Calgon® see Part 1 of Glossary

 

Carborundum® see Part 1 of Glossary

 

chabazite see zeolite

 

caesium-biotite an obsolete varietal term for biotite

 

cairncrossite see reyerite group

 

calciobiotite an obsolete varietal term for biotite

 

calciotalc an obsolete varietal term for clintonite

 

cathkinite an obsolete term for a chocolate-brown saponite-rich material from Cathkin Hills, Scotland

 

carlosturanite Carlosturanite is a rare antigorite-like mineral that apparently contains vacant tetrahedral sites which interrupt the continuity of the tetrahedral sheet without affecting the continuity of the octahedral sheet (Mellini et al., 1985). The structure is thus similar to a modulated serpentine. To maintain charge balance, OH groups substitute for O atoms. The generalized formula is M21[T12O28(OH)4](OH)30.H2O, where M = Mg, Fe3+, Mn2+, Ti4+, and Cr3+, and T = Si, Al. Alberico (1998) showed that there are problems with the model of Mellini et al. (1985), and suggested the need to reexamine the structure. Important occurrences are related to low grade metamorphic (serpentinite) environments. Cf., antigorite

 

carrboydite see hydrotalcite group

 

caryopilite a modulated layer silicate based on the serpentine structure, with an approximate ideal composition of Mn2+3Si2O5(OH)4. Fe, Mg, and Al can substitute for Mn. There is an apparent excess of Si and an apparent deficiency in octahedral composition on the basis of 7 oxygen atoms. Earlier literature sometimes described caryopilite as bementite, but it has been shown that they are separate species. A monoclinic polytype is dominant and small amounts of a trigonal phase are often intergrown. Caryopilite, like greenalite, is an “island” structure where Si-rich tetrahedra of a given layer have apical oxygen atoms coordinate to one octahedral sheet and others to the adjacent sheet (Guggenheim and Eggleton, 1998). The islands are saucer-shaped with some islands inverted, and the islands are domed. Island diameters depend on composition with larger-diameter islands having smaller average octahedral cation sizes (4 tetrahedral-ring diameters in greenalite, 3 rings in caryopilite). Island domains are randomly displaced within layers. “Baumite”, a mixture of several phases, contains a phase, probably Zn,Mg-rich, that is intermediate in domain structure to greenalite and caryopilite. Caryopilite is commonly found in bedded manganese deposits, such as those at the North Chichibu belt in the Shikoku region, SW Japan. Cf., greenalite

 

caswellite a poorly defined material, possibly mica and manganoan andradite

 

cat gold an obsolete term for muscovite

 

cat silver an obsolete term for muscovite

 

cataspilite a poorly defined material, possibly alteration product with dominant muscovite

 

catlinite a poorly defined material, possibly muscovite and pyrophyllite

 

celadonite a dioctahedral member of the true mica group. The end-member formula is KFe3+(Mg, Fe2+)▫Si4O10(OH)2. Typical range in composition is: viR2+/(viR2+ + viR3+) ≥ 0.25, viAl/(viAl + viFe3+) < 0.5, Mg/(Mg + viFe2+) > 0.5 (Rieder et al., 1998).

* _Your assignment_:
Carry on the mineral glossary from the point where it stops. The records that follow have nothing to do with the mineral glossary.

* _Supplied material_:
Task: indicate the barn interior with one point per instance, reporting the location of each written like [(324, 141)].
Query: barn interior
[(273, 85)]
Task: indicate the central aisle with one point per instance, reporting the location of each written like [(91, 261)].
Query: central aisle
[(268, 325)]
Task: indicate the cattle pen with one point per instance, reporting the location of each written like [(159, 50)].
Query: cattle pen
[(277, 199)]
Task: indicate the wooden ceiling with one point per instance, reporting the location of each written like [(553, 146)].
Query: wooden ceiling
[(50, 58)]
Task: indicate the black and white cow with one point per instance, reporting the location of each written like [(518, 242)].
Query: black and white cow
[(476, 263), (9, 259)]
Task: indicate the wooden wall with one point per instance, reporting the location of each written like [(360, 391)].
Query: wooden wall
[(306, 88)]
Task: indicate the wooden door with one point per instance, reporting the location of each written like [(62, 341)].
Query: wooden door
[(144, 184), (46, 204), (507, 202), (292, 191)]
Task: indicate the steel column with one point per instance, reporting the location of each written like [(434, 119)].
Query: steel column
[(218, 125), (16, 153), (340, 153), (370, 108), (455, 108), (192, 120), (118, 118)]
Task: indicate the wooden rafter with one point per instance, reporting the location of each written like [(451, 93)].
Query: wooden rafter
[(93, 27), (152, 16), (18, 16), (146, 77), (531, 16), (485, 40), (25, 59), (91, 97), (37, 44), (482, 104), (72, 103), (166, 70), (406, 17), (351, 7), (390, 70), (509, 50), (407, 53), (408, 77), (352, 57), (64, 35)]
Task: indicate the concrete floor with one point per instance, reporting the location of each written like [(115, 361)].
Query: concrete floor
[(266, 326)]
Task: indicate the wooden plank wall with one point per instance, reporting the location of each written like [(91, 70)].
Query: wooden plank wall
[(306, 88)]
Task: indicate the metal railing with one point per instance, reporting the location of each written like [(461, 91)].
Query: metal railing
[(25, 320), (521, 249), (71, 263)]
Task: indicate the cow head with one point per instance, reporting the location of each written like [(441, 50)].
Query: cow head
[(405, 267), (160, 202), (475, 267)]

* _Response box_:
 

cerolite equivalent to kerolite, see kerolite

 

chacaltaite a poorly defined material, possibly an illite pseudomorph after cordierite

 

chacaltocite an obsolete term for muscovite

 

chalcedony Chalcedony is a rock term to describe a mixture of a fibrous [110] variety of microcrystalline (length fast) quartz and moganite. Cf., quartzine

 

chalcodite an obsolete varietal term for stilpnomelane

 

chalcophanite see birnessite

 

chamosite the Fe-rich member of the chlorite group with a composition of ideally Fe2+5Al (Si3Al)O10(OH)8. There may be considerable substitutions of Mg, Fe3+, and Al for Fe2+. The common polytype is the IIb form, a one-layer form. Chamosite is an important constituent in oolitic and sedimentary iron formations and may be found as grain coatings in sandstones. See chlorite

 

chernykhite a dioctahedral member of the brittle mica group. The end-member formula is: BaV2▫Al2Si2O10(OH)2. Typical site substitutions primarily occur in the octahedral site by Al, Fe, and/or Mg.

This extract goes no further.